Below are several entries. Transcribe exactly those lines that fall from the one with "like [(118, 62)]." through the one with "like [(218, 134)].", end lines included.

(Data records)
*****

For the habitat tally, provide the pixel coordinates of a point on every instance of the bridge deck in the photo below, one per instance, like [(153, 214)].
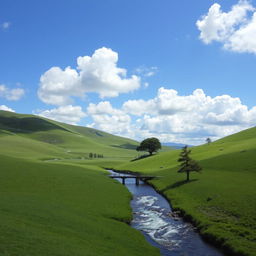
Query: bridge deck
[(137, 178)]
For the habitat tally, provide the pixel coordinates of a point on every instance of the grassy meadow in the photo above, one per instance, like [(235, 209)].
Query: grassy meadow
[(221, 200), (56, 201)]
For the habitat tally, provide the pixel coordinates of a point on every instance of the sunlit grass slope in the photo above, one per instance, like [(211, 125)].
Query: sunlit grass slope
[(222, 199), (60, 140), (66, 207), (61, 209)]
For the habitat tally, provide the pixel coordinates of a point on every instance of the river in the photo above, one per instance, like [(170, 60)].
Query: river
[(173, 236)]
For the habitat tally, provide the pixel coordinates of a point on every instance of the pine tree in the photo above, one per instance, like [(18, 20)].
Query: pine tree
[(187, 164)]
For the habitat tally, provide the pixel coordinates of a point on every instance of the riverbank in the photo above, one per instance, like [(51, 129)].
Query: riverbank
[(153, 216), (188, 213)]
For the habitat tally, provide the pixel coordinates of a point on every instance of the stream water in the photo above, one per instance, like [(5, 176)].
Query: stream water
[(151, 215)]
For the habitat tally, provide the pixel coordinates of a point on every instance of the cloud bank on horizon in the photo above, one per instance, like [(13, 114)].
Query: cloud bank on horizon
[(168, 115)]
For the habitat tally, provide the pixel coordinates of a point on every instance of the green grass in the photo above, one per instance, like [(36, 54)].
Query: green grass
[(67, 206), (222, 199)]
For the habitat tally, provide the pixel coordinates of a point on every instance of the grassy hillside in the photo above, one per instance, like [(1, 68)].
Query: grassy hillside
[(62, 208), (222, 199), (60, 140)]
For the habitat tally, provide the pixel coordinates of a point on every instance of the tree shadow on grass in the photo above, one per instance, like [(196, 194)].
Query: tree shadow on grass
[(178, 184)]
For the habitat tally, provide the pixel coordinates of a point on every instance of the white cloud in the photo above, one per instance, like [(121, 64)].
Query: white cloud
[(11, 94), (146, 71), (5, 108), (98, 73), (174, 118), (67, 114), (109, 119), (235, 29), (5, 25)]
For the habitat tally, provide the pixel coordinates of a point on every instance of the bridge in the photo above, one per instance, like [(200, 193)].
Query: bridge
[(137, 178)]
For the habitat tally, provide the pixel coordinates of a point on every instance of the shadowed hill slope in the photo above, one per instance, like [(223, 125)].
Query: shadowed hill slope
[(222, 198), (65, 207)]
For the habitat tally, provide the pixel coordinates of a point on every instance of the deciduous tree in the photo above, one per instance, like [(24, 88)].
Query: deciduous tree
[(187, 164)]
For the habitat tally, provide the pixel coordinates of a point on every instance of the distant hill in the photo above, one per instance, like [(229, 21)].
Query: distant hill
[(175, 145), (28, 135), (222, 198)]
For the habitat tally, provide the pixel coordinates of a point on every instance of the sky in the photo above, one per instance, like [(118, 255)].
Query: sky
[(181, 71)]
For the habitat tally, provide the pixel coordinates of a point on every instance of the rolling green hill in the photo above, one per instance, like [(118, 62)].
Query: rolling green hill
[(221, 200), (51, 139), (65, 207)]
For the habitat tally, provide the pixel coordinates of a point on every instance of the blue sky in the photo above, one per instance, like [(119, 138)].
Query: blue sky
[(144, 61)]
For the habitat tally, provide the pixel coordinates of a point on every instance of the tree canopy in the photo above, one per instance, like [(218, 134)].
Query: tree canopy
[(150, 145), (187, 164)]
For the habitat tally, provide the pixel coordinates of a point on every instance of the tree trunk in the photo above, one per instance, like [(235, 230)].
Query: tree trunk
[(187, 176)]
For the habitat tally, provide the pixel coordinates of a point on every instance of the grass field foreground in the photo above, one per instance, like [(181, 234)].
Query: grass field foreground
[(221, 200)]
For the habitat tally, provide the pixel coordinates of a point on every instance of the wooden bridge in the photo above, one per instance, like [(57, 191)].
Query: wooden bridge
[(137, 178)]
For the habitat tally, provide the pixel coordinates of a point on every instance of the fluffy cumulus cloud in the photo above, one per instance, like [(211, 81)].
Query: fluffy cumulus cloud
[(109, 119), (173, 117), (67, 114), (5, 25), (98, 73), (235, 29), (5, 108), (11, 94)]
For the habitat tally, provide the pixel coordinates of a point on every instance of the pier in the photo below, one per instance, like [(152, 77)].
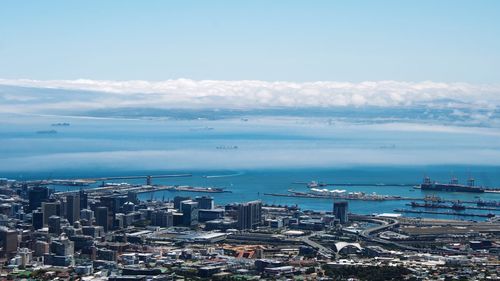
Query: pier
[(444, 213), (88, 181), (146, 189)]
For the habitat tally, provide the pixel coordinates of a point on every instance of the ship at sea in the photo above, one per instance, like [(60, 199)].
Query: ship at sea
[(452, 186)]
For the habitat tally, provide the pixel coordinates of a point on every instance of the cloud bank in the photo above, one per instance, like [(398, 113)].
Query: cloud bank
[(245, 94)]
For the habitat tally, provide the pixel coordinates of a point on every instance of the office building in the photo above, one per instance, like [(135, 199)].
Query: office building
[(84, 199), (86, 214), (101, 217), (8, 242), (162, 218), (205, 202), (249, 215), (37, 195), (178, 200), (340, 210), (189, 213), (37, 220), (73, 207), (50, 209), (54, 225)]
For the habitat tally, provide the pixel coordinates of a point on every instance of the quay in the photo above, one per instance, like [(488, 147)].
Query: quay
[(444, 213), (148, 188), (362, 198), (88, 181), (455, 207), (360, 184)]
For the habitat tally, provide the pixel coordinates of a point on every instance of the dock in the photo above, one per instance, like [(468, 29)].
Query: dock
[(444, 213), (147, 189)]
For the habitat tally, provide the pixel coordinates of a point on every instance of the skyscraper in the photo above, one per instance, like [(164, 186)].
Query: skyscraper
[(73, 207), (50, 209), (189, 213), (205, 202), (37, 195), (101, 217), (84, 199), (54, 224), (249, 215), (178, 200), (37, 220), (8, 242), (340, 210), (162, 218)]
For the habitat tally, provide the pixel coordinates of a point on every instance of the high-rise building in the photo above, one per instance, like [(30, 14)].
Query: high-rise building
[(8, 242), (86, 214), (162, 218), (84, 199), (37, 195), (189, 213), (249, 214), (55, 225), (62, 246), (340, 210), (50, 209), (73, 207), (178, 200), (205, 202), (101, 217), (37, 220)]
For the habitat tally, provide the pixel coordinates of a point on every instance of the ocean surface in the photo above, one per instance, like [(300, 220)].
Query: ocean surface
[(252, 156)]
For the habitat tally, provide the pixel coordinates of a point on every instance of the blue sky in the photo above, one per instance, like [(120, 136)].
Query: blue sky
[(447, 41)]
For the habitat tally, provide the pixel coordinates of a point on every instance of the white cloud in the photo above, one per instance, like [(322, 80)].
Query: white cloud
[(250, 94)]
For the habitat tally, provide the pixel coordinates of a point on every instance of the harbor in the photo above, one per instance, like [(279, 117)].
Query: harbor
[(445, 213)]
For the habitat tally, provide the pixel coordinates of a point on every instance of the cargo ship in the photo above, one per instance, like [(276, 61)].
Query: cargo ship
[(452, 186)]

*****

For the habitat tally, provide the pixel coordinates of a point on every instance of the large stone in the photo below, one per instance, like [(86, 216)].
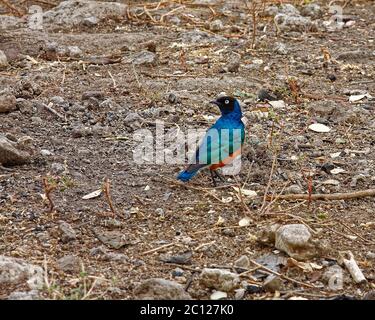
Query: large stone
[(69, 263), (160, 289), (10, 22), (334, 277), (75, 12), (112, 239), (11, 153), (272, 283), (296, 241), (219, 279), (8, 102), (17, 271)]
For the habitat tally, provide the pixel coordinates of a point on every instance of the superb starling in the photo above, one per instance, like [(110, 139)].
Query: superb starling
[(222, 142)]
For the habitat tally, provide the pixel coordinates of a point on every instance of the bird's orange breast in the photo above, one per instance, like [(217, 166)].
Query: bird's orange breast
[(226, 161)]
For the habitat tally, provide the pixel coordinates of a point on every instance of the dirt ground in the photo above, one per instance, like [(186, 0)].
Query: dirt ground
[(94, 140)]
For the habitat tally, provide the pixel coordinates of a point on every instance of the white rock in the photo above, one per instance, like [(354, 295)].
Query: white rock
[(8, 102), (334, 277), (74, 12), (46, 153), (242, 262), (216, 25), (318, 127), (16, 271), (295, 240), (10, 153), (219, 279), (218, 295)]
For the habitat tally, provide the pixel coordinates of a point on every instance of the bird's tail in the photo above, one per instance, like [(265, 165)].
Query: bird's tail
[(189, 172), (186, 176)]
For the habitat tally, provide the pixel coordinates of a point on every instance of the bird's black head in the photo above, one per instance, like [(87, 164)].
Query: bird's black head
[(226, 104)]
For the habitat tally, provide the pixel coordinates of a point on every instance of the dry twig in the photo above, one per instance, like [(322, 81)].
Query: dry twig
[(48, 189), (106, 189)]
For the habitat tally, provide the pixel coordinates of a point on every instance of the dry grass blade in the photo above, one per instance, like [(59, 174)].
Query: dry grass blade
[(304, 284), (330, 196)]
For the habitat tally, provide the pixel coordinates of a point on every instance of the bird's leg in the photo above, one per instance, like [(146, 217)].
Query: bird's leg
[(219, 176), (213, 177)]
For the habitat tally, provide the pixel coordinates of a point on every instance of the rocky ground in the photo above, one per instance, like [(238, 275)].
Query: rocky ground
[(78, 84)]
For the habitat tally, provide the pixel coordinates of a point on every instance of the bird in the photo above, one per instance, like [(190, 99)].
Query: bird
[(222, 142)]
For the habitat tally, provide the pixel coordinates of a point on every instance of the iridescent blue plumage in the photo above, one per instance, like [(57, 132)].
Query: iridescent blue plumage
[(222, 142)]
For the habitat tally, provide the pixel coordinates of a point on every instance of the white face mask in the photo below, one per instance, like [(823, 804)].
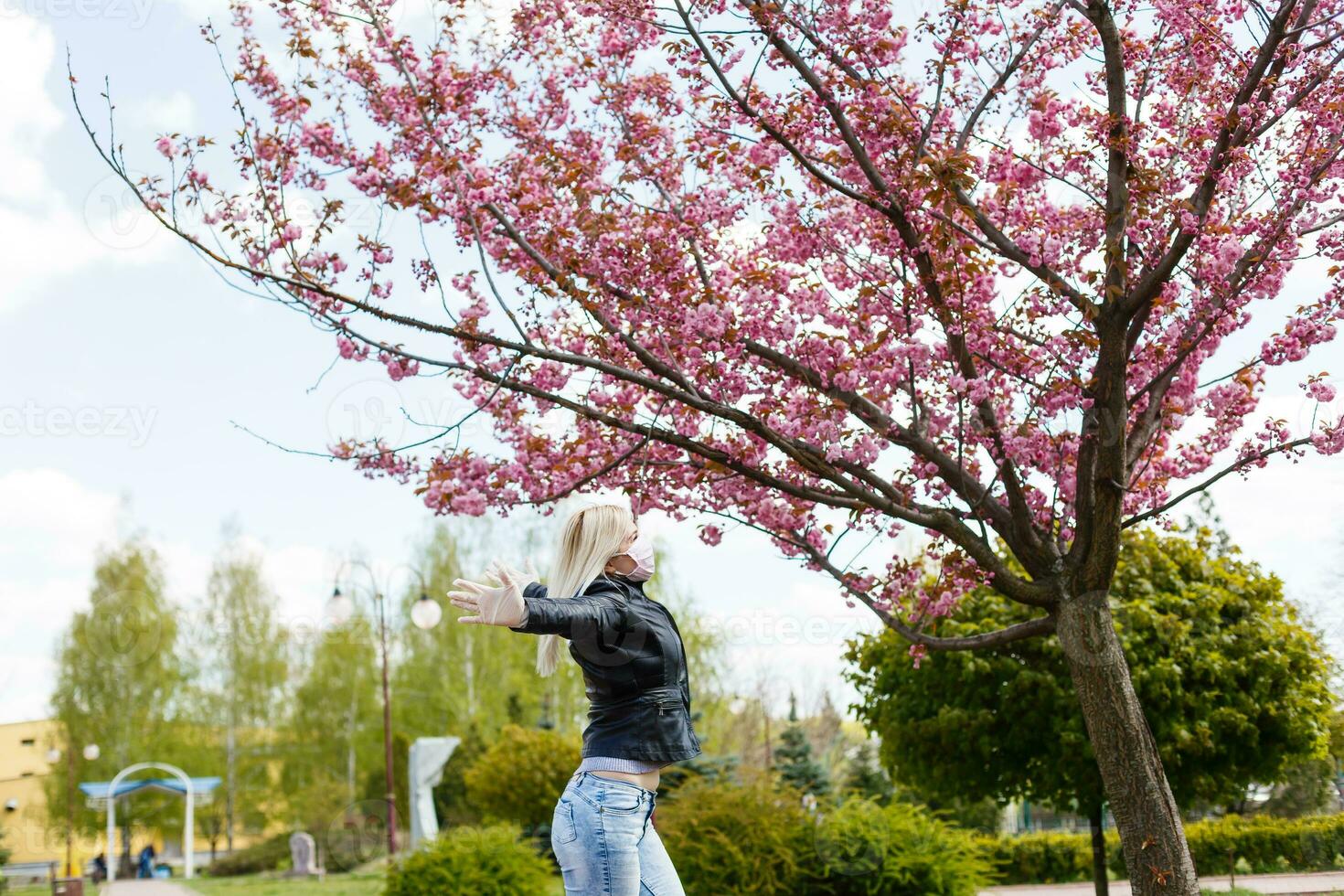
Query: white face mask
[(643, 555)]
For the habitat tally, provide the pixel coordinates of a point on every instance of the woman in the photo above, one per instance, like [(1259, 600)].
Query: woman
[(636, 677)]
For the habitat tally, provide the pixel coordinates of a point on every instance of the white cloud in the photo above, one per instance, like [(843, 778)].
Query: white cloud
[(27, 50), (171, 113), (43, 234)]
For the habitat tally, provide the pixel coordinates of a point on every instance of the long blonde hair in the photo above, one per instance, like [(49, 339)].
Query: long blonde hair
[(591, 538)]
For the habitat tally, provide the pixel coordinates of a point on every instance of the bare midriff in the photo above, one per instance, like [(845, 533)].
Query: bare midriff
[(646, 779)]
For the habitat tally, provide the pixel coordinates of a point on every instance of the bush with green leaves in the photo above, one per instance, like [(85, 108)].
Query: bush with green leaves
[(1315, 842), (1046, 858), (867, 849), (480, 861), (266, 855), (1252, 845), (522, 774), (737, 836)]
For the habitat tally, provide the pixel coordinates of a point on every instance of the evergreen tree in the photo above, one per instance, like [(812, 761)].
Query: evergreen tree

*****

- SOLUTION TO THE EXERCISE -
For the habitat tally, provide the pixel coordinates of a point on every instance of the rolling green hill in the photo above, one per instance, like [(118, 62)].
Query: rolling green hill
[(221, 200), (51, 139), (65, 207)]
For the habitat tally, provide the pixel coordinates of a point on every instance of the blue sky in the photo above, one per instance, like [(119, 138)].
Query: blue sky
[(144, 61)]
For the habitat tally, provide the pixel coordinates of a point on every instance of the tree canopy in the photo above, one per instance, like [(218, 134)].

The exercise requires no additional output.